▶ **Raw data**:
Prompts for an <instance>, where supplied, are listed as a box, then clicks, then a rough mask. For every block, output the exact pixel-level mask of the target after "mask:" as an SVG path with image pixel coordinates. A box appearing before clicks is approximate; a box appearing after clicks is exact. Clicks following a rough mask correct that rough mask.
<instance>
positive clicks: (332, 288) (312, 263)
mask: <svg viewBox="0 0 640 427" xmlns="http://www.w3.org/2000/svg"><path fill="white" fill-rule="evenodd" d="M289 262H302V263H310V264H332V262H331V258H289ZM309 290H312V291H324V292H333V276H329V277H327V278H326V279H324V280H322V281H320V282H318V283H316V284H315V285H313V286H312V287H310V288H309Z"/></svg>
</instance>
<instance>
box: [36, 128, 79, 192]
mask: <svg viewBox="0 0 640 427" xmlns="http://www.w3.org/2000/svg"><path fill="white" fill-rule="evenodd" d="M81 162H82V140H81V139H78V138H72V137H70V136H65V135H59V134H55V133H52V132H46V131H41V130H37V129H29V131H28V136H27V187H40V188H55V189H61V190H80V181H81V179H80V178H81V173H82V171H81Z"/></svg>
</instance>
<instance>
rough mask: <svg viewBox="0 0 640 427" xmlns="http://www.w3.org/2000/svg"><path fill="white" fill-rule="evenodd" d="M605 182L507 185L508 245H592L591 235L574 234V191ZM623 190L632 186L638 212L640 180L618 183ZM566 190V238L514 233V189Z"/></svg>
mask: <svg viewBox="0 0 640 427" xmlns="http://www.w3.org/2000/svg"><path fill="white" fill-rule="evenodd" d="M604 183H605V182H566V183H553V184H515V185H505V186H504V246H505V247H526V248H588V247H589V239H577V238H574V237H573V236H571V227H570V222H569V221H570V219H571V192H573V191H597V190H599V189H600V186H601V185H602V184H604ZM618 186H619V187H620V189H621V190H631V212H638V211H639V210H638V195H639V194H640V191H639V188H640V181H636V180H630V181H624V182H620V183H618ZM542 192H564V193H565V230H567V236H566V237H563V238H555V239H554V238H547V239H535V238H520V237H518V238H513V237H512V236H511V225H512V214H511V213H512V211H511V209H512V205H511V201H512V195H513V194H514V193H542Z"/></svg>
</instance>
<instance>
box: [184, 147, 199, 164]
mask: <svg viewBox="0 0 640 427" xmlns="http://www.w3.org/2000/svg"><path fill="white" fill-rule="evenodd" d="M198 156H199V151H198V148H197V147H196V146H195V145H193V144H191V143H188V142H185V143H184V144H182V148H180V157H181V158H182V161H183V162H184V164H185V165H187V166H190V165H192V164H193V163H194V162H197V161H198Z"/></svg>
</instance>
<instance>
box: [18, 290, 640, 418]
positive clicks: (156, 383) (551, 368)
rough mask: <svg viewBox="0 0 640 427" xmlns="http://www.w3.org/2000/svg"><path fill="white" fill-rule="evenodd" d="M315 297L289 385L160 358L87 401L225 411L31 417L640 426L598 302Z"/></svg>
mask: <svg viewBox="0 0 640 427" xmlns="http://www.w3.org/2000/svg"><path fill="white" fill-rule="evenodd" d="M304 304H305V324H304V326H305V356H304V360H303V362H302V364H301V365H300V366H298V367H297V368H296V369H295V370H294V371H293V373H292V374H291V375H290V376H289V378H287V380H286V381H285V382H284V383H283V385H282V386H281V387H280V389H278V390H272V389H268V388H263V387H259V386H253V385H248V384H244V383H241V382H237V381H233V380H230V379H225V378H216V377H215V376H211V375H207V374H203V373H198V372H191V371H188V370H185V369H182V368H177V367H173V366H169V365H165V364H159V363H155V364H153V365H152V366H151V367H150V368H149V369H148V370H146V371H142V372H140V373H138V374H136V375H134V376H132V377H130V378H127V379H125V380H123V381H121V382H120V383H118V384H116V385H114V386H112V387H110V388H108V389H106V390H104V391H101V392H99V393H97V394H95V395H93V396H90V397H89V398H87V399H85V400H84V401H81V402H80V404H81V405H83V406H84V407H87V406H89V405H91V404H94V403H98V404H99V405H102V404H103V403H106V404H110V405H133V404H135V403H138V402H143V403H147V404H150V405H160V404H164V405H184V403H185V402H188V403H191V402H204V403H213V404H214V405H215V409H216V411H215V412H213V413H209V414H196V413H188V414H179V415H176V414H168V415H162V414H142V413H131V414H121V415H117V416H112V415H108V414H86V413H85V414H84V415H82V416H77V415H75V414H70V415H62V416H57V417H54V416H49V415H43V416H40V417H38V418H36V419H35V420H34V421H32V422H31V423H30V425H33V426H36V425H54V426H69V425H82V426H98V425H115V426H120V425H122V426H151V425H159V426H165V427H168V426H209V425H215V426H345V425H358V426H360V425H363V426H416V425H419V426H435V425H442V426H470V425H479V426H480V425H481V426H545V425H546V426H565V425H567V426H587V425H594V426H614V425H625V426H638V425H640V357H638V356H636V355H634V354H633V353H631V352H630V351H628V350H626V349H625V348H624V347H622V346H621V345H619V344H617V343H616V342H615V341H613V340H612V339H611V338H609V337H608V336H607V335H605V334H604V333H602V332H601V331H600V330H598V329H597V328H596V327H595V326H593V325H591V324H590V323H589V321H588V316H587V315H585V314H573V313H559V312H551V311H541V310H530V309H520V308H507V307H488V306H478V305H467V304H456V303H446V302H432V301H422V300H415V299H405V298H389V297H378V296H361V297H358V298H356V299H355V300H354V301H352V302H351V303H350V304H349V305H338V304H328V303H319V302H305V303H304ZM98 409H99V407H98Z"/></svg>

▶ **Problem to solve**: The full set of entries above should be given again exactly.

▶ **Task result**:
Prompts for an <instance>, where supplied, are listed as a box, then clicks, then a rough mask. For every block, output the exact pixel-level mask of the target after "mask:" as an SVG path with image pixel coordinates. A box appearing before clicks is approximate; a box appearing after clicks is exact. Clicks following a rough mask correct that rough mask.
<instance>
positive clicks: (332, 288) (312, 263)
mask: <svg viewBox="0 0 640 427" xmlns="http://www.w3.org/2000/svg"><path fill="white" fill-rule="evenodd" d="M289 262H302V263H310V264H332V262H331V258H289ZM309 290H312V291H324V292H333V276H329V277H327V278H326V279H324V280H322V281H320V282H318V283H316V284H315V285H313V286H312V287H310V288H309Z"/></svg>
</instance>
<instance>
box: [36, 128, 79, 192]
mask: <svg viewBox="0 0 640 427" xmlns="http://www.w3.org/2000/svg"><path fill="white" fill-rule="evenodd" d="M81 162H82V140H81V139H78V138H72V137H70V136H65V135H59V134H55V133H52V132H46V131H41V130H37V129H29V131H28V136H27V187H40V188H55V189H61V190H80V181H81V179H80V178H81V173H82V171H81Z"/></svg>
</instance>
<instance>
rough mask: <svg viewBox="0 0 640 427" xmlns="http://www.w3.org/2000/svg"><path fill="white" fill-rule="evenodd" d="M605 182L507 185L508 245H592L591 235L574 234V191ZM623 190L632 186L638 212L640 180L618 183ZM566 190V238L514 233V189Z"/></svg>
mask: <svg viewBox="0 0 640 427" xmlns="http://www.w3.org/2000/svg"><path fill="white" fill-rule="evenodd" d="M604 183H605V182H566V183H553V184H515V185H505V186H504V246H505V247H526V248H588V247H589V239H577V238H574V237H573V236H571V227H570V222H569V221H570V219H571V192H573V191H597V190H599V189H600V186H601V185H602V184H604ZM618 186H619V187H620V189H621V190H631V212H638V211H639V210H638V195H639V194H640V191H639V188H640V181H636V180H630V181H624V182H620V183H618ZM542 192H564V193H565V230H567V236H566V237H563V238H555V239H554V238H547V239H535V238H520V237H518V238H513V237H512V236H511V225H512V214H511V213H512V211H511V209H512V205H511V201H512V195H513V194H514V193H542Z"/></svg>
</instance>
<instance>
box: [184, 147, 199, 164]
mask: <svg viewBox="0 0 640 427" xmlns="http://www.w3.org/2000/svg"><path fill="white" fill-rule="evenodd" d="M198 156H199V151H198V148H197V147H196V146H195V145H193V144H191V143H188V142H185V143H184V144H182V148H180V157H181V158H182V161H183V162H184V164H185V165H187V166H190V165H192V164H193V163H194V162H197V161H198Z"/></svg>
</instance>
<instance>
box: [18, 290, 640, 418]
positive clicks: (156, 383) (551, 368)
rough mask: <svg viewBox="0 0 640 427" xmlns="http://www.w3.org/2000/svg"><path fill="white" fill-rule="evenodd" d="M315 297L289 385L160 358L87 401L225 411L31 417L640 426L598 302Z"/></svg>
mask: <svg viewBox="0 0 640 427" xmlns="http://www.w3.org/2000/svg"><path fill="white" fill-rule="evenodd" d="M304 304H305V324H304V326H305V356H304V360H303V362H302V364H301V365H300V366H298V367H297V368H296V369H295V370H294V371H293V373H292V374H291V375H290V376H289V378H287V380H286V381H285V382H284V383H283V385H282V386H281V387H280V389H278V390H272V389H268V388H263V387H259V386H253V385H248V384H244V383H241V382H237V381H233V380H230V379H225V378H216V377H215V376H211V375H207V374H203V373H198V372H191V371H188V370H185V369H182V368H177V367H173V366H169V365H165V364H159V363H155V364H153V365H152V366H151V367H150V368H149V369H148V370H146V371H142V372H140V373H138V374H136V375H134V376H132V377H130V378H127V379H125V380H123V381H121V382H120V383H118V384H116V385H114V386H112V387H110V388H108V389H106V390H104V391H101V392H99V393H97V394H95V395H93V396H90V397H89V398H87V399H85V400H84V401H81V402H80V404H81V405H83V406H84V407H87V406H89V405H91V404H94V403H98V404H99V405H102V404H103V403H106V404H110V405H133V404H135V403H138V402H143V403H147V404H150V405H160V404H164V405H184V403H185V402H188V403H191V402H204V403H213V404H214V405H215V409H216V411H215V412H213V413H209V414H196V413H188V414H179V415H176V414H168V415H162V414H142V413H131V414H121V415H117V416H112V415H108V414H86V413H85V414H84V415H82V416H77V415H75V414H70V415H62V416H57V417H54V416H49V415H43V416H40V417H38V418H36V419H35V420H34V421H32V422H31V423H30V425H33V426H36V425H54V426H69V425H82V426H98V425H115V426H120V425H122V426H151V425H159V426H165V427H168V426H209V425H215V426H345V425H358V426H360V425H363V426H416V425H419V426H435V425H442V426H470V425H479V426H480V425H481V426H545V425H546V426H565V425H567V426H587V425H594V426H614V425H625V426H638V425H640V357H638V356H636V355H634V354H633V353H631V352H630V351H628V350H626V349H625V348H624V347H622V346H621V345H619V344H617V343H616V342H615V341H613V340H612V339H611V338H609V337H608V336H607V335H605V334H604V333H602V332H601V331H600V330H598V329H597V328H596V327H595V326H593V325H591V324H590V323H589V321H588V316H587V315H585V314H573V313H559V312H551V311H541V310H530V309H520V308H507V307H488V306H478V305H467V304H456V303H446V302H432V301H422V300H415V299H405V298H389V297H378V296H361V297H358V298H356V299H355V300H354V301H352V302H351V303H350V304H349V305H338V304H328V303H319V302H305V303H304ZM98 409H99V407H98Z"/></svg>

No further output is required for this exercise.